### Written problem 1
Using the serialization-format excerpt, answer each of the following:
(a) By roughly what percentage is protobuf smaller?
(b) What does FlatBuffers require for decoding a single field?
(c) What data model does MessagePack use?
### Written problem 2
From the serialization-format excerpt, copy the passage word for word, starting with "MessagePack: Binary JSON" and going on through "the byte itself)".
** START Extract **
When to Use FlatBuffers vs Protobuf

┌─────────────────────────────────────────────────────────────────────────┐
│              FLATBUFFERS vs PROTOBUF DECISION MATRIX                     │
├─────────────────────────────────────────────────────────────────────────┤
│                                                                          │
│  USE FLATBUFFERS WHEN:                                                   │
│  • Zero-copy access is critical (game state, video frames)              │
│  • Messages are large and you only read a few fields                    │
│  • Memory allocation is expensive (embedded, real-time)                 │
│  • Data is memory-mapped from files                                     │
│  • Same data read multiple times without modification                   │
│                                                                          │
│  USE PROTOBUF WHEN:                                                      │
│  • Message size is critical (protobuf is ~30% smaller)                  │
│  • You need to read most/all fields anyway                              │
│  • You modify data after reading (FlatBuffers are immutable)            │
│  • Streaming / incremental parsing needed                               │
│  • Ecosystem / tooling matters (protobuf is more mature)                │
│                                                                          │
│  PERFORMANCE CHARACTERISTICS:                                            │
│                                                                          │
│  Operation          │ Protobuf      │ FlatBuffers                       │
│  ───────────────────┼───────────────┼───────────────────────────────────│
│  Encode             │ Moderate      │ Faster (just memcpy structured)  │
│  Decode (full)      │ O(n) parse    │ None (zero-copy)                 │
│  Decode (1 field)   │ O(n) scan     │ O(1) pointer chase               │
│  Wire size          │ Smaller       │ Larger (offsets, padding)        │
│  Memory after parse │ Native objects│ Buffer reference                 │
│  Mutation           │ Easy          │ Rebuild required                 │
│  Random access      │ After parse   │ Immediate                        │
│                                                                          │
└─────────────────────────────────────────────────────────────────────────┘

MessagePack: Binary JSON

MessagePack is "JSON but binary" — same data model, smaller encoding:

// MessagePack type prefixes
const FORMATS = {
  // Positive fixint: 0x00 - 0x7f (value is the byte itself)
** END Extract **
** START Stored data **
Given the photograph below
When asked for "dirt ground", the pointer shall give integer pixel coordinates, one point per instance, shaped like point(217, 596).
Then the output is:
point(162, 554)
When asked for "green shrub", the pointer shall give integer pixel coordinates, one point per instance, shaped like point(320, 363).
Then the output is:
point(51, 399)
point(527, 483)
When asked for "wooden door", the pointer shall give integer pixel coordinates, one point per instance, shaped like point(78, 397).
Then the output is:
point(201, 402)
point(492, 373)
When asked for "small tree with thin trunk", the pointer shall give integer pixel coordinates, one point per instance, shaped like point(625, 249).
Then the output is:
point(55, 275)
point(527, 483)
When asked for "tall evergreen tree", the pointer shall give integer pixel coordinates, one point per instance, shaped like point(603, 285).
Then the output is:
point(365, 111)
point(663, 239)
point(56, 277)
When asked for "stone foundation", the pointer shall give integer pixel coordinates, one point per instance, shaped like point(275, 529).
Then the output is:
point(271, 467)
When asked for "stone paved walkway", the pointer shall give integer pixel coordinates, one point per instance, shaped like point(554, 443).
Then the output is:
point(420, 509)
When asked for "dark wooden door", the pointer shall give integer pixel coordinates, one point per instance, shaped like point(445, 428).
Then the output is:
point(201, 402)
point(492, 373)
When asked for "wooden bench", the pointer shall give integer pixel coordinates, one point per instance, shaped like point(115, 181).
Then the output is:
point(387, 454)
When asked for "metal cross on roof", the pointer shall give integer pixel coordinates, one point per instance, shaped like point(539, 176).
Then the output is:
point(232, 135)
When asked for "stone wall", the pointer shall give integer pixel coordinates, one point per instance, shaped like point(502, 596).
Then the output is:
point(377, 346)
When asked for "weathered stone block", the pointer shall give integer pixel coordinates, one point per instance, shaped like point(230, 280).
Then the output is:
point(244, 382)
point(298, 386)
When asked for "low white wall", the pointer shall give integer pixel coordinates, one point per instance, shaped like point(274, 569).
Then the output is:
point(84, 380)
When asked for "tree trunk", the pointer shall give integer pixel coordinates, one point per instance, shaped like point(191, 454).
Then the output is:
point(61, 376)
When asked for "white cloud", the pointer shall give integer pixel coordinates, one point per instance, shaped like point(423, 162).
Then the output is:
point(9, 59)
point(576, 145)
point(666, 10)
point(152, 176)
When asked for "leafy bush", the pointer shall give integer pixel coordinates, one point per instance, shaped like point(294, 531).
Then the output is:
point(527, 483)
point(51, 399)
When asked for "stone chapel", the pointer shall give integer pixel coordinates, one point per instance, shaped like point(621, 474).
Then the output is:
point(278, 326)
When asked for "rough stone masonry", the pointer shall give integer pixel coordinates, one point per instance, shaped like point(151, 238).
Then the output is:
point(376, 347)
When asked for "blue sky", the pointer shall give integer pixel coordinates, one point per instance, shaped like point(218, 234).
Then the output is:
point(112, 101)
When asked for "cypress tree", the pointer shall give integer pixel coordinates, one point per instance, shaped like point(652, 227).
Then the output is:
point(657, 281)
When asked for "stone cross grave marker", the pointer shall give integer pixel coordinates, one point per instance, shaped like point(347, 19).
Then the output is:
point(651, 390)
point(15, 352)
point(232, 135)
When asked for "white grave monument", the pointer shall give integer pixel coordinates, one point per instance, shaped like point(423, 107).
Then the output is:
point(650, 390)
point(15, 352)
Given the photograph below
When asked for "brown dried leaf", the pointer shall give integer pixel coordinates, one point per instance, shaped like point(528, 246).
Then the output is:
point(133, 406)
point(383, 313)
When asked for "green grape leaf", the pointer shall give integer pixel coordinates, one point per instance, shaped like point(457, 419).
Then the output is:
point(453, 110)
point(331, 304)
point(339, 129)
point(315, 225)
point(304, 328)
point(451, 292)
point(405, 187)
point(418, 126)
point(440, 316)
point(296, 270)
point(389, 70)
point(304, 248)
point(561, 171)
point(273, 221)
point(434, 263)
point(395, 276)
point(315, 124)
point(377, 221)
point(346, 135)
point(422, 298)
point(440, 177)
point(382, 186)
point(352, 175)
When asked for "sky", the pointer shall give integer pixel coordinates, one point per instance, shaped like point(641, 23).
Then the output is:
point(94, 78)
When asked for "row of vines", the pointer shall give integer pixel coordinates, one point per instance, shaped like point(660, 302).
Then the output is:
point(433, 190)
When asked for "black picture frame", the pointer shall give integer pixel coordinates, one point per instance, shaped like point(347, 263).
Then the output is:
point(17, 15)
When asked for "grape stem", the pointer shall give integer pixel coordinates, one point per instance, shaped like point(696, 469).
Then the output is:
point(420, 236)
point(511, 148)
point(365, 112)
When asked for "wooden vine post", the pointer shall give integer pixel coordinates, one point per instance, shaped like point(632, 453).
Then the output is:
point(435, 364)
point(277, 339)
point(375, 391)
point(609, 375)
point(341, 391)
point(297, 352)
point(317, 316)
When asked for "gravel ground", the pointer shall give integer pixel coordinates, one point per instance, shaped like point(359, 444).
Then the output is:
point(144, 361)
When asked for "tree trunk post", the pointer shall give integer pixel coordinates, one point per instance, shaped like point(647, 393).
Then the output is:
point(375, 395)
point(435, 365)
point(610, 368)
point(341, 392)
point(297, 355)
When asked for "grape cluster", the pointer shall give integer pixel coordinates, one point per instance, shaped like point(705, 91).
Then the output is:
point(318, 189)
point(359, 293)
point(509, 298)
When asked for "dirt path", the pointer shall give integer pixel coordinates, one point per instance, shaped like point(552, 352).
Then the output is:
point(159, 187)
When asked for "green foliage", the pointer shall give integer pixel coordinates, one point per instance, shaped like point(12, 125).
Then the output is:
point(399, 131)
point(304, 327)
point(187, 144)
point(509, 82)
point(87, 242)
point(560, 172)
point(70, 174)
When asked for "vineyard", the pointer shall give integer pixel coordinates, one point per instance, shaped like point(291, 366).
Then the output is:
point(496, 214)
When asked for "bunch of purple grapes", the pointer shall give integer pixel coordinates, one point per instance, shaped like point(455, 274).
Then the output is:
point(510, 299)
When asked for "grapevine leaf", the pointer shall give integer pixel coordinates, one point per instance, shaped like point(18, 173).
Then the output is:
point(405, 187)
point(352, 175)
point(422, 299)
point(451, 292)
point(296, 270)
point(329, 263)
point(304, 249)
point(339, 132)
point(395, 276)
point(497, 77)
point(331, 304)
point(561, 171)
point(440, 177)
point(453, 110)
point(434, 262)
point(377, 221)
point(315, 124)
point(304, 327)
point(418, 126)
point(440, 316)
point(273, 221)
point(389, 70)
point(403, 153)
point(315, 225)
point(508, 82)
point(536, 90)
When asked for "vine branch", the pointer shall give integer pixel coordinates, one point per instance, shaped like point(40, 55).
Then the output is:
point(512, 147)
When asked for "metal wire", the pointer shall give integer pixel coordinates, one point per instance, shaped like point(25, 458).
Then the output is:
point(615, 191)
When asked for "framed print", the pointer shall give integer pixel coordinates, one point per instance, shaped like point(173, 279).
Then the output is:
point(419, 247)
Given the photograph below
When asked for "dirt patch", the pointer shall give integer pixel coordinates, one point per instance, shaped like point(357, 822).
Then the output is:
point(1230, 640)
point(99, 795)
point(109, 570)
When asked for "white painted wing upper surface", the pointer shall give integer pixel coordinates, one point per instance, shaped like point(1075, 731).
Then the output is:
** END Stored data **
### Task solution 1
(a) About 30%.
(b) An O(1) pointer chase.
(c) The same data model as JSON.

### Task solution 2
MessagePack: Binary JSON

MessagePack is "JSON but binary" — same data model, smaller encoding:

// MessagePack type prefixes
const FORMATS = {
  // Positive fixint: 0x00 - 0x7f (value is the byte itself)